╭──
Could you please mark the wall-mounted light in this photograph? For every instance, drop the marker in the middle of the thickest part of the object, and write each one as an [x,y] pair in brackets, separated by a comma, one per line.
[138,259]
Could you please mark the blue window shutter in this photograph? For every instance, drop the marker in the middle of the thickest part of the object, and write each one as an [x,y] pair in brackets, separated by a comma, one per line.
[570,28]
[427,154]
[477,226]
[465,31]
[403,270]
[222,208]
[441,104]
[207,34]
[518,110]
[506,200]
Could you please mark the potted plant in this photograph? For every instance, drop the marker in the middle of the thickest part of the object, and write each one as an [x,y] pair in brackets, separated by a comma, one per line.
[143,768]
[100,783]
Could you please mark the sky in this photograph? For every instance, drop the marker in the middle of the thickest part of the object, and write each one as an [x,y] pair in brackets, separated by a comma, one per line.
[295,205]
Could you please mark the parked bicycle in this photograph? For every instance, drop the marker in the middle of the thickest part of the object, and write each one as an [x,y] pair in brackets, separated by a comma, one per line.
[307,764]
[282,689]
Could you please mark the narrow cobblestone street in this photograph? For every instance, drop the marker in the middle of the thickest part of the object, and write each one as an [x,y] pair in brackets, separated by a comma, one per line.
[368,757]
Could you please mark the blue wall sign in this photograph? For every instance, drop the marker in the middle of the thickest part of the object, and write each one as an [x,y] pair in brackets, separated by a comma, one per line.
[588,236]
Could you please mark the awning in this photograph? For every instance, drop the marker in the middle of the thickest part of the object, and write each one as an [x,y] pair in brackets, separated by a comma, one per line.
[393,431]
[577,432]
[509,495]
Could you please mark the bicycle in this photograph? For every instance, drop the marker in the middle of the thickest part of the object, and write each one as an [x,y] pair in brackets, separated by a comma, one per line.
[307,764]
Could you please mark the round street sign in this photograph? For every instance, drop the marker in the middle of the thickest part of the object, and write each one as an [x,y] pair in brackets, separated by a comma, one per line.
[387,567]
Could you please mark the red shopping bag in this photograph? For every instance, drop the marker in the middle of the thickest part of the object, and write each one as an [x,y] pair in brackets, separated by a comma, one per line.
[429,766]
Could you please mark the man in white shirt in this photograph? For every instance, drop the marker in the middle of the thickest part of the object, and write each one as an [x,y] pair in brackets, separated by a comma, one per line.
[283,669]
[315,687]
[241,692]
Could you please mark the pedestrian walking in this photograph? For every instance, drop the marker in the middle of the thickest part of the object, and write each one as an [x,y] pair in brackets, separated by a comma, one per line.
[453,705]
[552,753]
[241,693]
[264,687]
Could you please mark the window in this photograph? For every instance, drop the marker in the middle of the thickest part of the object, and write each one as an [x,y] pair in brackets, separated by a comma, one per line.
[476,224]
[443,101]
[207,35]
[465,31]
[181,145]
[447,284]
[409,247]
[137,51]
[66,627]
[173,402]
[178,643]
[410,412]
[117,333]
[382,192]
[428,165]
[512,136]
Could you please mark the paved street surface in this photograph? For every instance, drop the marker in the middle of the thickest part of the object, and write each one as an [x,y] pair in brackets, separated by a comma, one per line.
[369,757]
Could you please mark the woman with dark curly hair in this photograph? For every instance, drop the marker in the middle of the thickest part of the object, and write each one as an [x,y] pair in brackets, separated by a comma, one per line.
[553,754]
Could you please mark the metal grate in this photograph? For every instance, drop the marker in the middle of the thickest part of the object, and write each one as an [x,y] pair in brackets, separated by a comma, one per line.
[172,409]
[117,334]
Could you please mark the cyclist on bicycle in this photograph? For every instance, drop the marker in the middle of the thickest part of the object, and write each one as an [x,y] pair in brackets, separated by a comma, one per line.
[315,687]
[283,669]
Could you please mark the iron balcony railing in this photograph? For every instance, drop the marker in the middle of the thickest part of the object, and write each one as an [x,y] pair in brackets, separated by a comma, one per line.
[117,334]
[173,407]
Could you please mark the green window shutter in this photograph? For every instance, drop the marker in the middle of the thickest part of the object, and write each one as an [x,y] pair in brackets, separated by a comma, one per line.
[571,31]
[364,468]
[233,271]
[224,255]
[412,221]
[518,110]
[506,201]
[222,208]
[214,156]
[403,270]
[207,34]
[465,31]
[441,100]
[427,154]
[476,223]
╰──
EXERCISE BRIEF:
Repeat all the records. Match each line exactly.

FINISHED TASK:
Could you please mark the wall-mounted light in this photograph? For every instance, drop the marker in the middle of the thickest part of the object, and write each one as an [x,y] pair in brackets, separated by a comma, one per line.
[138,259]
Could you please mark the blue window shutter in this photograph? For every instance, drop the marker in the middle of the thickest part of the object, and write each one as an [x,y] pair in brackets, separated by a comma, one per line.
[570,28]
[427,154]
[477,226]
[465,31]
[403,270]
[222,208]
[441,104]
[207,34]
[518,110]
[506,200]
Could you please mark the potted plant in this photograph? For every instance, drop the marker in the middle of the thickest part of the object, and write each one as an [x,y] pair in brackets, separated by a comma, one per line.
[143,768]
[100,783]
Could you please mark the sky in this photograph? For every instance, drop the marker in the middle of the thickest part of the object, and write each one as an [x,y] pair in brackets, separated by a comma, one per line.
[295,205]
Could you please mark the parked bicycle in this photograph? For every instance, drop the marker in the middle of the thickest part of the object, and write each one as an [x,y] pair in brackets, separated by a comma, one per line.
[307,764]
[282,689]
Could you please mark the narrow cobblestone street in this photograph? For every instance, drop the marker in the middle of the thickest part of the object, and write each one as an [x,y] pair in brackets, separated by a comma, one per line.
[368,757]
Could you please mark the blue wall sign in this photograph? For every instance, drop the marker in the middle of the thickest part of the object, and write each one as an [x,y] pair in brackets, separated by a comma, one per line.
[588,236]
Could you please mark the awning in this photograph? For every instance, drop the marker in the middle of the thickest part of the object, and write each one as an [x,y] pair in brackets, separated by a comma, one per line.
[393,431]
[577,432]
[509,495]
Could you please mark the bicycle in this photograph? For every instance, drop the marker in the middle of the thickest part of the object, and write each one as an [x,y] pair in brackets, separated by a comma, one per line.
[307,764]
Could you please mark the round street sign in this photograph? For every instance, drop the marker in the middle of the thickest part of the object, and write each one as an [x,y] pair in brackets, separated by a comma, one per line.
[387,567]
Could you please mark the red shopping bag in this photograph? For every instance, drop the marker in the middle of the thickest part of the object, and write each one as an [x,y] pair in brackets, separated by a comma, one per line.
[429,766]
Could you please mark the man in white shirt in this photograph? For every instance, drop the marker in the middle of the thickest part of the object, and write each one as an [x,y] pair in brackets, separated by a comma, one per line.
[283,669]
[315,687]
[241,692]
Could you please mark the pedestrian walking in this photograph? For every instance, drop the marker in the middle of the thickest part of the object, and write each one as an [x,y] pair in brackets, separated by a comma, one per line.
[453,705]
[552,753]
[241,693]
[264,687]
Could you please mark the window in this photograph? For every instance, drop the marker in the middle of the thickest part of the object, and write each one as an [x,y] pair in brackets, separated by a comma, one per line.
[476,224]
[443,101]
[207,35]
[465,31]
[181,145]
[447,284]
[409,247]
[137,51]
[66,627]
[173,402]
[178,643]
[410,412]
[117,333]
[382,192]
[428,165]
[512,136]
Could you please mark the paved street surface in this photograph? For every instance, drop the marker in the middle of the thickest part of the object, and write each one as an [x,y] pair in brackets, separated by a comma, one per line.
[369,757]
Could you please mark the woman with dark curly hair in this photograph? For every instance, drop the marker in the middle of the thickest part of the object, and write each one as an [x,y] pair in brackets, separated by a comma, one per line.
[553,754]
Could you please mark the metal grate in this photograph? For every instance, drop the marker in the middle of the thickest part of the object, and write each one as an [x,y] pair in brackets, separated by a comma, one per line.
[172,409]
[117,334]
Could you please mark the cyclist on bicycle in this photograph? For every instance, drop the marker in the middle of the thickest part of the object, and write each one as an [x,y] pair in brackets, separated by a comma, one per line.
[315,687]
[283,669]
Could you please mark the iron balcony railing in this photograph? For every instance, drop the marker in the middle of the thickest part of the object, and write each one as an [x,y] pair in brackets, separated by a comma, one per line.
[117,334]
[173,407]
Could you please mark the green window shutter in this photograph? For every instance, drop the marker in the middle of the thickest part of the object, and write each one as an [x,y] pair in brackets, separated by a comma, one per line.
[571,31]
[364,468]
[233,271]
[224,255]
[412,221]
[518,110]
[506,201]
[222,208]
[214,156]
[403,270]
[207,34]
[465,31]
[441,100]
[427,154]
[476,223]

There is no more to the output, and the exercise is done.